■ What to produce
Which lines in the material below contain the string "black"? Return each of those lines in full; case counts.

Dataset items
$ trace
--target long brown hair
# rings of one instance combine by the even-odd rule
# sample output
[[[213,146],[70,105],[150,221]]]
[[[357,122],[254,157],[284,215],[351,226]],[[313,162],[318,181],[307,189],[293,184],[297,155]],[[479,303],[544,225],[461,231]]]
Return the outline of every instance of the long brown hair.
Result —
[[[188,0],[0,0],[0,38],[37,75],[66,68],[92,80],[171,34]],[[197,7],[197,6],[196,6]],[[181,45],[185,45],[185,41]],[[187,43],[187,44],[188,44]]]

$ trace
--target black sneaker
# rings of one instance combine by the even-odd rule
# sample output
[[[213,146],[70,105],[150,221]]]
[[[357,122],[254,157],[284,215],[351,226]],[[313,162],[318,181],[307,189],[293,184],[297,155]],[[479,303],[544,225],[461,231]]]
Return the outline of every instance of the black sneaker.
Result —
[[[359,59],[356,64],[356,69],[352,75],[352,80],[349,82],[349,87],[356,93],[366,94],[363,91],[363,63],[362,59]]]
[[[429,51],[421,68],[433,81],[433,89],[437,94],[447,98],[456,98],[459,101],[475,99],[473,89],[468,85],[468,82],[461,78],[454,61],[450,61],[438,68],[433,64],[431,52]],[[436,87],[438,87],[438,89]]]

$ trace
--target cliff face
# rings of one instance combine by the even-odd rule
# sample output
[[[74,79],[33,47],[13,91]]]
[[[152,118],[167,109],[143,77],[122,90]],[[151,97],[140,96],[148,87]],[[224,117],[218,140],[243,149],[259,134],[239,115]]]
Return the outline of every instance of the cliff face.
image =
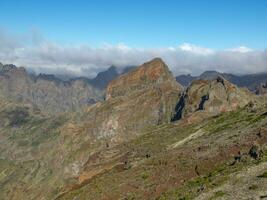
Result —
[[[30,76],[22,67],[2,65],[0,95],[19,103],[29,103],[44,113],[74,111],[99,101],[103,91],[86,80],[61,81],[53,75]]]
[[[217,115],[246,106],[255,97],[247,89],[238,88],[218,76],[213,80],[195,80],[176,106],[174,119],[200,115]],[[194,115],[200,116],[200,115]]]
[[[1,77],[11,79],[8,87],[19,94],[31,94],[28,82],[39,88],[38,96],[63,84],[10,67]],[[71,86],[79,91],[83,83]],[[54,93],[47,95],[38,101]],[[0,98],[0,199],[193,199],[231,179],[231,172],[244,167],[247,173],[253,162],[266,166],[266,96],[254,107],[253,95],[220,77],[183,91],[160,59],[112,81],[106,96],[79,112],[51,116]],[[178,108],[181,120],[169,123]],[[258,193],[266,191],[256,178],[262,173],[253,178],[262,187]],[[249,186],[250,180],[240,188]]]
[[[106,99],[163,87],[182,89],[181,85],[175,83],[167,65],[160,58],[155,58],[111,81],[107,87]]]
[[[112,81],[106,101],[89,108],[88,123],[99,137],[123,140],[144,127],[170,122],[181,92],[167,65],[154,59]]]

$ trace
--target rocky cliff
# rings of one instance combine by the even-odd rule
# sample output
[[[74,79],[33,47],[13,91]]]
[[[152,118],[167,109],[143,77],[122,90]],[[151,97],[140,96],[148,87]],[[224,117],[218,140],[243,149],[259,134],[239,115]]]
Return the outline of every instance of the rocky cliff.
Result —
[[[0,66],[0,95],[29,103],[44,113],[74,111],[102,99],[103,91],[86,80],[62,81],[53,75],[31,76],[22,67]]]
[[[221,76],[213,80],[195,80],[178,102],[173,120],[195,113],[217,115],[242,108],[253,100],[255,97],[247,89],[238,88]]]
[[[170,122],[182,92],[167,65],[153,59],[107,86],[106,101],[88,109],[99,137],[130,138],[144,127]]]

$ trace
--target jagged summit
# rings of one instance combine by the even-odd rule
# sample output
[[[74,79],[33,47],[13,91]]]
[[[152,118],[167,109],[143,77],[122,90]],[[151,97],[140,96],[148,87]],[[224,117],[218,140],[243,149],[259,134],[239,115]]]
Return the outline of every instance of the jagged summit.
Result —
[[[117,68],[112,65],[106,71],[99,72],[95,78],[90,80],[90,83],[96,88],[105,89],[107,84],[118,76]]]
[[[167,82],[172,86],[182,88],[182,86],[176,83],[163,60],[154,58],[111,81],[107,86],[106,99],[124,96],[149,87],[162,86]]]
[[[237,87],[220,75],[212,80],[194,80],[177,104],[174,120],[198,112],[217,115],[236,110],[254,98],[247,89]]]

* * *

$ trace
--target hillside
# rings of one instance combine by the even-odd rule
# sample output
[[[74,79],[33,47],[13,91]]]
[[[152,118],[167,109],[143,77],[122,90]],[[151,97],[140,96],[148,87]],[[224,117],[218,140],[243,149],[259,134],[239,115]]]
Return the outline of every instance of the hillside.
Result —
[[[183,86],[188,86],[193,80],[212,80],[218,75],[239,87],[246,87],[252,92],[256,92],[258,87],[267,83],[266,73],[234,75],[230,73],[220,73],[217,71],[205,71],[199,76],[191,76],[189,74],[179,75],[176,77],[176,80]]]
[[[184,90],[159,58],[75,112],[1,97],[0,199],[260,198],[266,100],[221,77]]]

■ Result
--target black sneaker
Return the outline of every instance of the black sneaker.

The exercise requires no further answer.